| Exercise aim |
The entries below should be transcribed exactly, every one of them.

━━━━━ Data

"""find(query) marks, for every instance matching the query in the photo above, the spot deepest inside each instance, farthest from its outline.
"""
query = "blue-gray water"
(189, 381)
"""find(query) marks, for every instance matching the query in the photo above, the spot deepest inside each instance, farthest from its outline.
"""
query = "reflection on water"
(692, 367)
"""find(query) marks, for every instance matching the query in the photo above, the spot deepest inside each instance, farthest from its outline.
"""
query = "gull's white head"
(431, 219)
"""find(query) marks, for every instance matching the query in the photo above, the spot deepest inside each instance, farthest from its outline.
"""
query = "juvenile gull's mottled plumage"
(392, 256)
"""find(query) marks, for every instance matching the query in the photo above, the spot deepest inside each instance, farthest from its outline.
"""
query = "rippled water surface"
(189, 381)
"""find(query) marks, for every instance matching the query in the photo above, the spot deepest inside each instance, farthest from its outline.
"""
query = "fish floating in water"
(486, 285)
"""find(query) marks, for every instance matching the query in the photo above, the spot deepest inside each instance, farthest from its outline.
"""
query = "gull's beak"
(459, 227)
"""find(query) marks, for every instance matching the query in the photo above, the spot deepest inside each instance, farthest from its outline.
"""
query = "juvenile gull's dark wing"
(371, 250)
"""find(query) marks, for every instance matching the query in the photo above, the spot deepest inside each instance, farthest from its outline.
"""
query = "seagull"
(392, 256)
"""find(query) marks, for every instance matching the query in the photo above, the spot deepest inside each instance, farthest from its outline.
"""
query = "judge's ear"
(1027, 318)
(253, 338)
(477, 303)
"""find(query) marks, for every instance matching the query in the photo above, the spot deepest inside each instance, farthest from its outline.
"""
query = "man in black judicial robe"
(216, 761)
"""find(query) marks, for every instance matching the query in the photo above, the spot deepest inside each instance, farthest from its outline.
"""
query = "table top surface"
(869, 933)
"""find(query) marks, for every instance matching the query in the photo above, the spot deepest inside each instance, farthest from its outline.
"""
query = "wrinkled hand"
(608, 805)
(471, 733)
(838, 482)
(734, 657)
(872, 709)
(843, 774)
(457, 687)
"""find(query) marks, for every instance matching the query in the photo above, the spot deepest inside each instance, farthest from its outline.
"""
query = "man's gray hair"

━━━━━━━━━━

| Response to this exercise |
"""find(query) marks, for every instance matching the query in the photo above, the spot deepest inside each instance, farthest from its outline.
"""
query = "blue-gray water"
(189, 381)
"""find(query) marks, for every instance matching the query in the photo above, the spot deepest inside each instance, farthest from its outline.
"""
query = "reflection on water"
(692, 367)
"""find(query) marks, for every instance matching the query in the photo above, the spot deepest inside each instance, farthest from its outline.
"""
query = "gull's white head"
(431, 219)
"""find(query) marks, for every instance matching the query in the photo above, the spot deepest inside each instance, farthest from its outline.
"""
query = "juvenile gull's mottled plumage"
(392, 256)
"""find(query) marks, for every instance matching the query in the photo above, the spot deepest inside each instance, farthest from its outline.
"""
query = "rippled water surface"
(189, 381)
"""find(query) marks, for every instance matching the query in the photo above, the spot deepest inside each instance, farthest from its outline.
"""
query = "fish floating in water"
(486, 285)
"""find(query) marks, for every instance matching the query in the photo above, the spot deepest inside each instance, farthest from its outline.
"""
query = "gull's beak"
(459, 227)
"""find(query) marks, for every instance matching the query in the photo above, the spot deepest inside each instance, farthest from its outline.
"""
query = "juvenile gull's dark wing"
(371, 250)
"""find(query) marks, for every instance matching the query in the photo above, the spot deepest inside each instance, farthest from its outline.
"""
query = "seagull"
(392, 256)
"""find(query) marks, for every instance matching the query in the photo above, the spot deepest inside each instance, farthest from its outline.
"""
query = "judge's ear"
(1027, 318)
(253, 338)
(477, 303)
"""find(query) marks, for every instance matching the query in the photo above, the spot deepest inside each instance, farthest from its outline.
"""
query = "man in black judicial robe"
(216, 761)
"""find(query) marks, for every instance matching the query in the photo above, the spot deepest inside each instance, farthest from its outline.
"""
query = "table top surface"
(869, 933)
"""find(query) marks, for every instance matching the query in the photo above, the spot deepest inside each instance, farthest from its outline.
"""
query = "wrinkled hand"
(608, 805)
(471, 733)
(838, 482)
(734, 657)
(872, 709)
(843, 774)
(457, 687)
"""find(query) marks, for every instance matching the query in the photo above, the spot deepest inside each instance, farthest from its outline.
"""
query = "man's gray hair"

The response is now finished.